> **Texte cité**:
Les prémices de l'affaire
Le 31 juillet 1672, Jean-Baptiste Godin de Saint-Croix est retrouvé mort à son domicile. Il s’agit d’une mort naturelle mais diverses fioles et une cassette sont retrouvées lors de l’inventaire après décès. Cette cassette contient neuf lettres de sa maîtresse, la marquise de Brinvilliers, au contenu plus que sulfureux : elle y affirme avoir empoisonné son père, Dreux d’Aubray, lieutenant civil du Châtelet de Paris, en 1666 ainsi que ses deux frères, respectivement lieutenant civil du Châtelet et conseiller au Parlement de Paris, en 1670.
La cassette renferme également une reconnaissance de dette de Godin de Sainte-Croix envers Louis Reich de Pennautier, receveur général du clergé, autrement dit grand argentier de l’Église de France, et ami de Colbert. Le contenu des fioles est analysé par un apothicaire, il s’agit de poisons virulents laissant peu de traces dans l’organisme.

> **Lignes de données**:
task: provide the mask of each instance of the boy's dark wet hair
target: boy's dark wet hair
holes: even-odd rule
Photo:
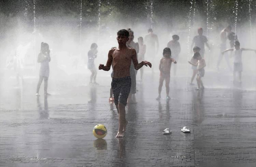
[[[177,35],[174,35],[172,37],[172,39],[174,40],[179,40],[180,39],[180,37]]]
[[[127,38],[129,37],[129,32],[126,30],[123,29],[120,30],[117,32],[117,36],[124,36]]]
[[[93,43],[91,45],[91,49],[95,48],[98,47],[98,45],[95,43]]]
[[[198,51],[201,50],[201,49],[198,46],[195,46],[193,48],[193,51],[195,51],[196,50],[198,50]]]
[[[200,53],[199,53],[199,52],[196,52],[194,53],[194,55],[193,56],[193,59],[197,59],[197,57],[199,56],[201,56]]]
[[[147,30],[147,32],[153,32],[153,29],[149,29]]]
[[[126,30],[127,31],[128,31],[128,32],[132,32],[133,34],[134,34],[134,33],[133,32],[133,31],[131,30],[131,29],[130,28],[128,28]]]
[[[226,29],[227,30],[229,30],[230,31],[231,31],[231,30],[232,29],[232,27],[231,27],[231,26],[229,25],[228,27],[226,27]]]
[[[240,46],[240,43],[238,41],[235,41],[235,46]]]
[[[197,32],[199,32],[200,31],[203,31],[203,28],[202,27],[200,27],[199,28],[198,28],[198,29],[197,29]]]
[[[49,50],[49,45],[43,42],[41,43],[41,51],[43,52],[47,52]]]
[[[171,54],[172,52],[171,52],[171,49],[169,48],[165,48],[163,50],[163,55],[164,56],[165,53],[169,53],[170,55]]]
[[[142,41],[143,41],[143,38],[142,36],[140,36],[139,38],[138,38],[138,41],[139,41],[140,40],[141,40]]]
[[[234,40],[237,39],[237,36],[234,32],[231,32],[228,35],[228,38],[229,40]]]

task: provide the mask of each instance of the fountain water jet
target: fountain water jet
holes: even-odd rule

> **Objectifs**:
1. Relevez toutes les dates et années mentionnées dans le texte sur les prémices de l'affaire.
2. Répondez aux questions suivantes d'après le texte sur les prémices de l'affaire.
(a) Combien de lettres de la marquise de Brinvilliers la cassette contient-elle ?
(b) Qui analyse le contenu des fioles ?
(c) De quel personnage Louis Reich de Pennautier est-il l'ami ?
3. Recopiez le passage du texte sur les prémices de l'affaire situé entre « La cassette renferme » et « traces dans l’organisme. », bornes incluses.

> **Réponses attendues**:
1.
31 juillet 1672
1666
1670

2.
(a) Neuf lettres.
(b) Un apothicaire.
(c) De Colbert.

3.
La cassette renferme également une reconnaissance de dette de Godin de Sainte-Croix envers Louis Reich de Pennautier, receveur général du clergé, autrement dit grand argentier de l’Église de France, et ami de Colbert. Le contenu des fioles est analysé par un apothicaire, il s’agit de poisons virulents laissant peu de traces dans l’organisme.